_WHAT THE EXERCISE ASKS_
Copy out the lines of the data verbatim, starting at the line containing "the white event" and continuing through the last line of the data.

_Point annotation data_
— START —

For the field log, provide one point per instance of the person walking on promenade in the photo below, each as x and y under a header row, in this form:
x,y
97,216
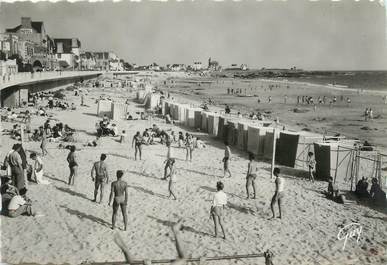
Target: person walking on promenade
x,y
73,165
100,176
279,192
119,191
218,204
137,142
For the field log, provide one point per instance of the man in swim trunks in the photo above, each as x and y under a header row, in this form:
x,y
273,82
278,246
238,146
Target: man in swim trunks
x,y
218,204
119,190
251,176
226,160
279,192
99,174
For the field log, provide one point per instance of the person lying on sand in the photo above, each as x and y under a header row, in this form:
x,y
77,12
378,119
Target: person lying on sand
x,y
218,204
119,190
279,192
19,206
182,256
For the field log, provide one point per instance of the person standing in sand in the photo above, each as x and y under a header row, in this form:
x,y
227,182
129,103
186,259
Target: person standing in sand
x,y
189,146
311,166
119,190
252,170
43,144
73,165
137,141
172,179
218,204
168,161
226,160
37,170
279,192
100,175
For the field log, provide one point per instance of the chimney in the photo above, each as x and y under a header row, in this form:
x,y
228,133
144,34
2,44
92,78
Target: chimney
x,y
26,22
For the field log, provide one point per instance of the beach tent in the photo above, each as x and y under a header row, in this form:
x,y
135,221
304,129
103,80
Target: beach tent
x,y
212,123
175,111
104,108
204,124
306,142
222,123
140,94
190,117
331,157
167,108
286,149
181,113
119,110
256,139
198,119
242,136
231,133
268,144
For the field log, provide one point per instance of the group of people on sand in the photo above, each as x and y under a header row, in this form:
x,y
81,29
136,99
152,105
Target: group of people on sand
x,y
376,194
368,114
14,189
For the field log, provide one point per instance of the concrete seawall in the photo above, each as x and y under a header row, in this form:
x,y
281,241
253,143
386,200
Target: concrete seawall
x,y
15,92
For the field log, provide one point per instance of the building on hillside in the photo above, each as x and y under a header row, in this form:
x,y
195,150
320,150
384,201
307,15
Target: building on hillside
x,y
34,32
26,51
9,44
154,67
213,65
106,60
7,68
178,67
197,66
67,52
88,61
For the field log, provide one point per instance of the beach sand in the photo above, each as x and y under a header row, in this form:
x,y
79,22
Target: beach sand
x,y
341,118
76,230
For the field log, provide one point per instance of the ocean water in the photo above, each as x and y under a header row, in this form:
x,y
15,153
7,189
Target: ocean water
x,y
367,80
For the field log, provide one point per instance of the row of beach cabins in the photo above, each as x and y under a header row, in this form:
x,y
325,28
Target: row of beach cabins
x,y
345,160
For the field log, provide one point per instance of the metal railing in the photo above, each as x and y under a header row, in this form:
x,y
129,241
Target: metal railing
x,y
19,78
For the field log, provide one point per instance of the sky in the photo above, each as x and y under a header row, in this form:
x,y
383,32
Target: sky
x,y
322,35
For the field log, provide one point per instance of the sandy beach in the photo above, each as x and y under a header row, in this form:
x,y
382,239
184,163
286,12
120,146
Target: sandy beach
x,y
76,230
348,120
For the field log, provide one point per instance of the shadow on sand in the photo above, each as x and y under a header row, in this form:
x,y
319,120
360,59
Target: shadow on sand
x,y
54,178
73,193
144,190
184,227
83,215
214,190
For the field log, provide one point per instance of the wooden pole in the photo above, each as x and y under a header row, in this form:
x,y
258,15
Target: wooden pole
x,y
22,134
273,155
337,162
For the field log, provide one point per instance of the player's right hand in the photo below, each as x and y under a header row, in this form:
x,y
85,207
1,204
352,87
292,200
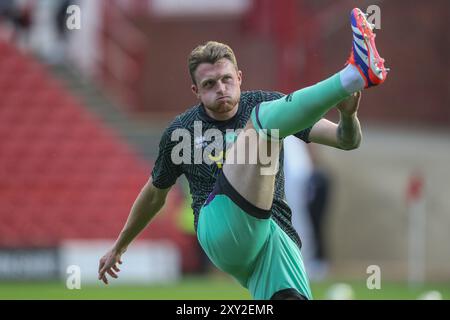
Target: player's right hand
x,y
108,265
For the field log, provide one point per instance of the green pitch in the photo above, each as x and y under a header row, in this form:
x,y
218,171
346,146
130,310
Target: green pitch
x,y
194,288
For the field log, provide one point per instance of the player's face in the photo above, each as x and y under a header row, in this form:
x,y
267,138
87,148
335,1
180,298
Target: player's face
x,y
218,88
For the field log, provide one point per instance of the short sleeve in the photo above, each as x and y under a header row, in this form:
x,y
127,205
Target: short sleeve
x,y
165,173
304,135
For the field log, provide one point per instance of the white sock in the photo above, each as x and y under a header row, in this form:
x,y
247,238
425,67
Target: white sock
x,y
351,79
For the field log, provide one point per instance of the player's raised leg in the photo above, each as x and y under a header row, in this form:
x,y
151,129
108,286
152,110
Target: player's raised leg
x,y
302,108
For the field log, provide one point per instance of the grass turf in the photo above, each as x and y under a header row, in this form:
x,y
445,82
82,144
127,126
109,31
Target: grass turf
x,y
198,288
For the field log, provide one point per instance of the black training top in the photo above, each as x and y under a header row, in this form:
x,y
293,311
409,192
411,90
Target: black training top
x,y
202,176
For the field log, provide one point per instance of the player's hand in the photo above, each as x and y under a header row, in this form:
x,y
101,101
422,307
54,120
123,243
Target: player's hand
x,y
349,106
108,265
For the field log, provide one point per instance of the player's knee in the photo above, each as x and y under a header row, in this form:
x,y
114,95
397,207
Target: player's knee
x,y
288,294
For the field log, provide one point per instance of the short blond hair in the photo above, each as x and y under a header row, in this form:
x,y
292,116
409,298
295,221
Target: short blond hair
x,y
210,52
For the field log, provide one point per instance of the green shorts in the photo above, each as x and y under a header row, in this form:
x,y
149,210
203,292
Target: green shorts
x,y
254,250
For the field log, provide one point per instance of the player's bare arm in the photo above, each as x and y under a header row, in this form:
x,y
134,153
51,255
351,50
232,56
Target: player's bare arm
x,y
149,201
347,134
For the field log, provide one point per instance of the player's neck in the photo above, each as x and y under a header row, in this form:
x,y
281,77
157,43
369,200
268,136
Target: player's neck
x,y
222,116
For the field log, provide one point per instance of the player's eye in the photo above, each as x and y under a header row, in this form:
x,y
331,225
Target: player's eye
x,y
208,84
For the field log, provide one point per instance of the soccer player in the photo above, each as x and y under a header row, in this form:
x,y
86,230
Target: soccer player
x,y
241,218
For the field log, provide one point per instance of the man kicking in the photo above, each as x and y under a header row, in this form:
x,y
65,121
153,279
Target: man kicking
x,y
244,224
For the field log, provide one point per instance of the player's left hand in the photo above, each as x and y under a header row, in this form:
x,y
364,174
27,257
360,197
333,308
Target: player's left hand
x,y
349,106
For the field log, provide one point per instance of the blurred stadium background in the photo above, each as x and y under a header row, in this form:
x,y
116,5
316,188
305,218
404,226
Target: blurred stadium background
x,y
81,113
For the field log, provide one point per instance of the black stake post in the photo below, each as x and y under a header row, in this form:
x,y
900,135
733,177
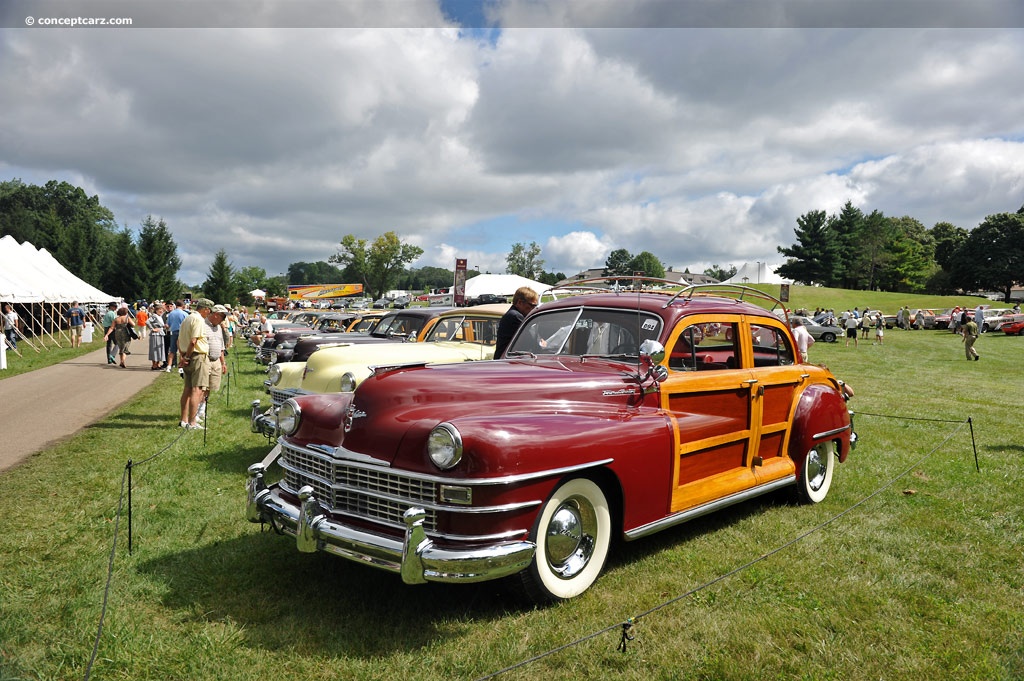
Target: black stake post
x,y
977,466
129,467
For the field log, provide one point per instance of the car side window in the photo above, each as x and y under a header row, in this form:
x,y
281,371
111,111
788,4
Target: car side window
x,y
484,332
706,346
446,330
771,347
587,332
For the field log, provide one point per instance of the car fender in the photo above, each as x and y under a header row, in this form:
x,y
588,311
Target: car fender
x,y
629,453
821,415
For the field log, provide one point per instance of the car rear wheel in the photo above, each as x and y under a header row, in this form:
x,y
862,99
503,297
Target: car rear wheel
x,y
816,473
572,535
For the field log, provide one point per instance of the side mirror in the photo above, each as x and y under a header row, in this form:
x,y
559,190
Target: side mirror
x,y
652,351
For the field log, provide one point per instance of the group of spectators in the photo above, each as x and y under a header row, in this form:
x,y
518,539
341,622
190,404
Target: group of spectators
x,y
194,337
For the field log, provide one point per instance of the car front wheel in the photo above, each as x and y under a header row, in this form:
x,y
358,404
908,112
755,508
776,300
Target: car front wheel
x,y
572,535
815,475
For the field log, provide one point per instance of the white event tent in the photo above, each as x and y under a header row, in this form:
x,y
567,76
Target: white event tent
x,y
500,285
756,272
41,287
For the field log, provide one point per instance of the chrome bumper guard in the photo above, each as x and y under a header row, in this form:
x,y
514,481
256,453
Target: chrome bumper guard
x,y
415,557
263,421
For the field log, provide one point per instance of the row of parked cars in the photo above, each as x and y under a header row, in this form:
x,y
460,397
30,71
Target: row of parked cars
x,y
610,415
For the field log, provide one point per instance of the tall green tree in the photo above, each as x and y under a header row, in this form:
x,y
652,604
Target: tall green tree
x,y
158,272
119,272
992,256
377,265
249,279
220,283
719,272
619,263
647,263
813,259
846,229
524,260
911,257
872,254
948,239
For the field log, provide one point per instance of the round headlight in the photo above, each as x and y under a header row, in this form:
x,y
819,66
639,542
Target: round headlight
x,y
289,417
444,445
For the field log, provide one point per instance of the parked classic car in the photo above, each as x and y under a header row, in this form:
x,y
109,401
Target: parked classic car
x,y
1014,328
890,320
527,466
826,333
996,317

— END —

_EXERCISE RESPONSE_
For the field log, provide one point per instance of the white event tent in the photo above, each as x and y under a header row, in this form:
x,y
567,76
Target: white event tent
x,y
500,285
756,272
41,287
For the field log, provide one point per instance of the chrome bumper guard in the photo above, each as x and y under a header row, in this form:
x,y
514,481
256,453
Target: chrome bumper guard
x,y
415,557
263,421
For the field log, provide one point per instance of the row of parked cars in the photo above, each as x and y under a header row, in this form:
x,y
460,397
30,71
Target: row of parked cars
x,y
610,415
For the field log, provide one point per instance of the tall green tree in the photo above, each as x and y under a header row, in this form:
x,y
652,604
Target: tall green tree
x,y
158,272
119,272
992,256
377,265
249,279
220,283
719,272
619,263
647,263
813,259
846,229
524,260
911,257
872,254
948,239
For the field log, provide one point per instance of the round headlight in the photo above, each as x and y under a header row, in this form:
x,y
819,66
639,542
Target: round headlight
x,y
289,417
444,445
For the field log, provide one point per instance of the parked classic car in the photo above, each as x and y under a header row, in this form:
x,y
109,401
Target: parked classic car
x,y
1014,328
890,320
527,466
826,333
996,317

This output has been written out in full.